§ **Set exercise**
Reproduce the part of the items that opens with the line containing "Locate the power" and closes at the end of the items, requests included. Multiply every point coordinate in the answers by 0.2 and round each to a whole number, halves up, leaving all numbers in the requests unchanged.

§ **Data to use**
==========
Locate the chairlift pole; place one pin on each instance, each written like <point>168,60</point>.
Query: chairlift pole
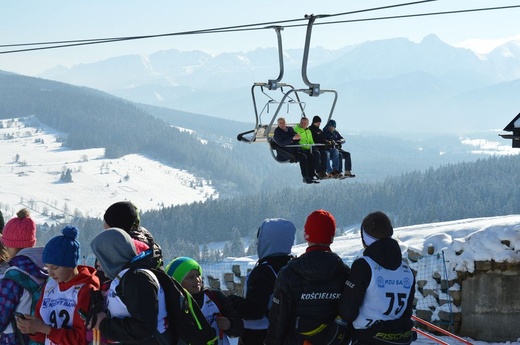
<point>314,89</point>
<point>273,83</point>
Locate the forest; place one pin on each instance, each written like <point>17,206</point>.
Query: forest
<point>483,188</point>
<point>407,179</point>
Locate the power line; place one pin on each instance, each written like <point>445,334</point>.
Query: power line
<point>247,27</point>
==========
§ **Output below**
Locate the power line; place one pin on each instance, each written like <point>445,334</point>.
Query: power line
<point>49,5</point>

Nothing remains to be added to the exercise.